Gather, from the data below, each line in which the word "left" occurs.

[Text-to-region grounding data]
++++++

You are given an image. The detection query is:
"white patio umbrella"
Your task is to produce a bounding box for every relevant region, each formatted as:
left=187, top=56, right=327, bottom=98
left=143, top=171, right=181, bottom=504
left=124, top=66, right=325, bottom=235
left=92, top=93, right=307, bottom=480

++++++

* RESULT OF THE EXERCISE
left=187, top=56, right=327, bottom=98
left=143, top=171, right=181, bottom=504
left=124, top=66, right=325, bottom=235
left=92, top=93, right=307, bottom=480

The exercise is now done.